▶ [DATA FOR PROCESSING]:
· · ·

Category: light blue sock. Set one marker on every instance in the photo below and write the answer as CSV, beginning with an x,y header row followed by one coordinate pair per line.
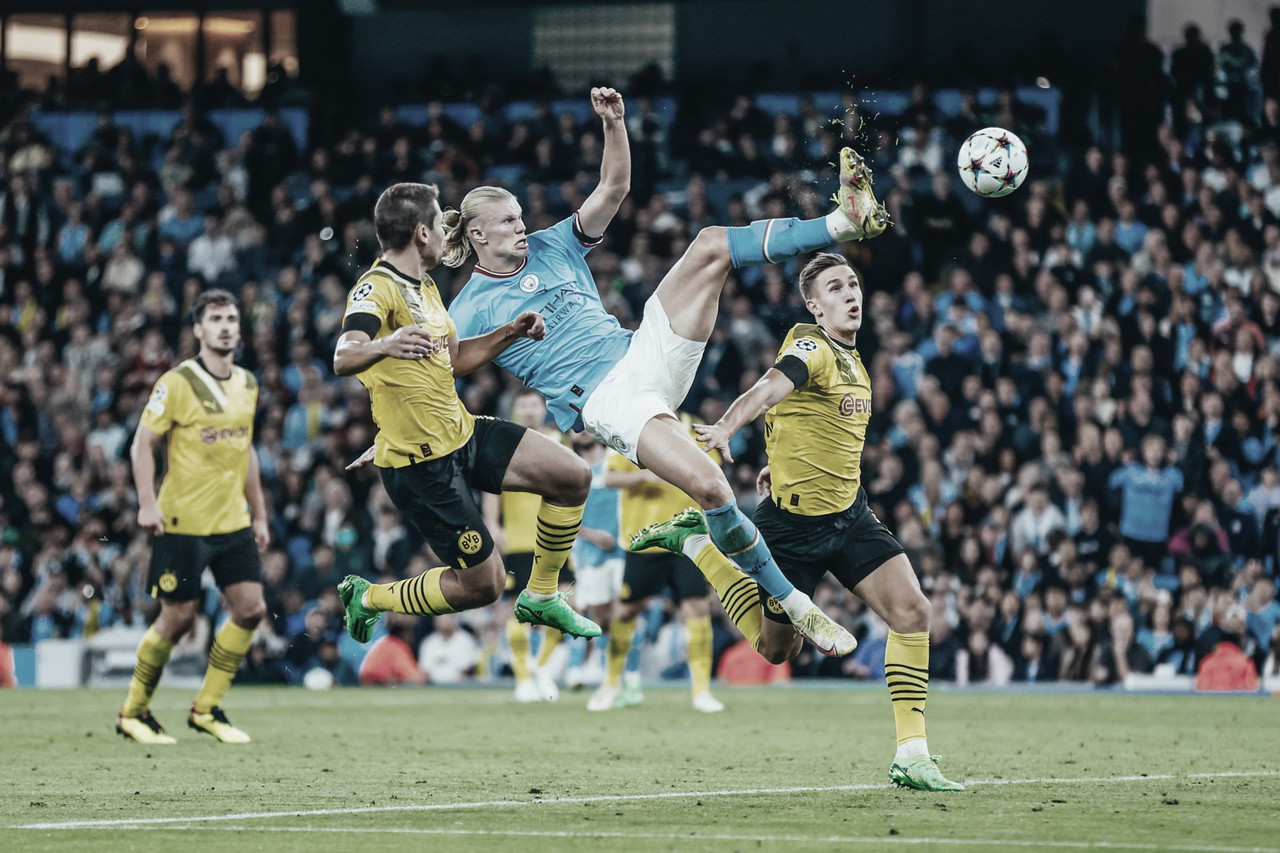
x,y
632,664
769,241
737,539
577,648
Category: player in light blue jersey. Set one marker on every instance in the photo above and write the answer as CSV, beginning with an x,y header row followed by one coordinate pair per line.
x,y
621,387
598,556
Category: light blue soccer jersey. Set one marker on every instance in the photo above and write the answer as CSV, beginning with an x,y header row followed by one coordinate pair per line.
x,y
583,340
600,512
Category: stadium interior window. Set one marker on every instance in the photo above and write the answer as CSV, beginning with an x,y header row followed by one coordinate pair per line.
x,y
169,39
104,37
36,49
233,45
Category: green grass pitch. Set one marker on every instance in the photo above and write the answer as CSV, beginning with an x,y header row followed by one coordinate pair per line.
x,y
799,769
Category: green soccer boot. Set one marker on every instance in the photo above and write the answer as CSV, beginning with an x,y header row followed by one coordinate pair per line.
x,y
671,534
360,620
553,612
922,774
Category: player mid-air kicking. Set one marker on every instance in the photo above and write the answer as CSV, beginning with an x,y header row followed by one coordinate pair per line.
x,y
625,387
818,397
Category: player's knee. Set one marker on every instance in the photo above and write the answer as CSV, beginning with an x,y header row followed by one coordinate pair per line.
x,y
709,246
912,615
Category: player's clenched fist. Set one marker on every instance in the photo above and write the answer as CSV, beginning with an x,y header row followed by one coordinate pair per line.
x,y
607,103
408,342
530,324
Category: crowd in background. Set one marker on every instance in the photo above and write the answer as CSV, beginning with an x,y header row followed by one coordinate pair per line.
x,y
1077,388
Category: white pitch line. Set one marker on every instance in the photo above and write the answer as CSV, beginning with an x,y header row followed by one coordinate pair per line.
x,y
611,798
702,836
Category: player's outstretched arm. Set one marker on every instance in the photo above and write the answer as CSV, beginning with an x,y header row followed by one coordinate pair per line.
x,y
357,351
763,396
142,455
257,501
475,352
602,205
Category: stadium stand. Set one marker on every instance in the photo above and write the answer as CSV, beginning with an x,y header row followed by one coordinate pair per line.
x,y
1077,387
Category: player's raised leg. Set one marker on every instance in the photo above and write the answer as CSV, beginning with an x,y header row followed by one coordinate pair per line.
x,y
690,291
894,593
666,448
563,480
135,720
247,609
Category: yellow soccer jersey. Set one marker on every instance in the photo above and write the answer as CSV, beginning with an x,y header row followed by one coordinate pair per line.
x,y
649,502
814,437
415,404
210,428
520,512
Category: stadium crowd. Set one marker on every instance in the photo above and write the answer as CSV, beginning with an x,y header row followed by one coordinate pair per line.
x,y
1077,388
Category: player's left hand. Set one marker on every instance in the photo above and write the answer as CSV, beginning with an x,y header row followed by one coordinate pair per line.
x,y
261,534
364,459
607,103
764,482
714,437
530,324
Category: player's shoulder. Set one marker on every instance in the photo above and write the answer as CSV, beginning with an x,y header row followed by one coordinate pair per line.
x,y
805,341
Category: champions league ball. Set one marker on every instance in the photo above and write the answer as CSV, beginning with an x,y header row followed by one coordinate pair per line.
x,y
318,679
992,162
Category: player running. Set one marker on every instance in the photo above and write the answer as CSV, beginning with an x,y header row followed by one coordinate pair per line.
x,y
818,398
622,387
430,451
201,518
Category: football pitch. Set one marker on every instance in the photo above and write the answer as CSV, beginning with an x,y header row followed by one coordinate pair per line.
x,y
798,769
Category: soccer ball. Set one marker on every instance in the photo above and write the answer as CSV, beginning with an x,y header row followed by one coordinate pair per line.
x,y
992,162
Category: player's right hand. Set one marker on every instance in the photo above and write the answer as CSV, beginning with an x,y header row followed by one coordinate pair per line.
x,y
408,342
364,459
764,482
714,437
151,520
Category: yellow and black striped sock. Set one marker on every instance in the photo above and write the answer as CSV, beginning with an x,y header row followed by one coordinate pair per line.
x,y
736,591
551,639
621,632
557,528
699,653
229,648
417,596
517,638
906,670
152,655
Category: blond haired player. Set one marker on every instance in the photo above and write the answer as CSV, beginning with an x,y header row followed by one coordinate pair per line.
x,y
818,400
432,452
200,519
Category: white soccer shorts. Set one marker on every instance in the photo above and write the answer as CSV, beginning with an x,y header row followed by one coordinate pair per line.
x,y
653,378
595,585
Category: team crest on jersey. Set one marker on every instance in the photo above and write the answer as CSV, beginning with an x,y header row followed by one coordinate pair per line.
x,y
158,397
470,542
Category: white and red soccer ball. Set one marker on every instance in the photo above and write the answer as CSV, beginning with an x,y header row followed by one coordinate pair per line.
x,y
992,162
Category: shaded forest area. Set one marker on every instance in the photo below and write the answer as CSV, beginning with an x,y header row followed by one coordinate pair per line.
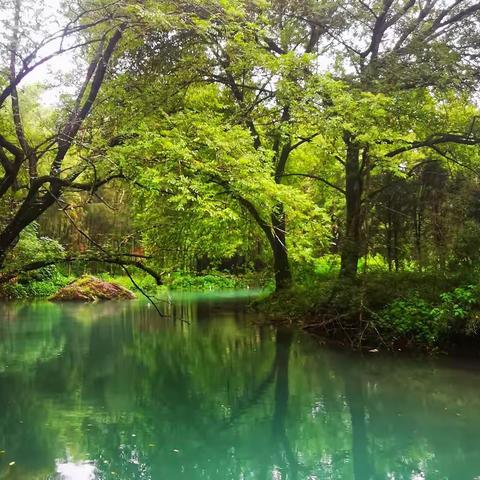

· · ·

▶ [GOAL]:
Show every line of the entries above that contains the word "pitch". Matching is case-sensitive.

▶ [TASK RESULT]:
Category: green grass pitch. Set one marker on every instance in the photo above and write the answer as CSV, beginning with an x,y header row followed by one coordinate pair per line.
Category: white pitch line. Set one marker on every instance in the photo above and write the answer as CSV, beginning with an x,y header row followed by one coordinate pair per line.
Category: football pitch. Set one marker on every instance in the photo above and write the answer as CSV, beginning with an x,y header row followed by one coordinate pair per line.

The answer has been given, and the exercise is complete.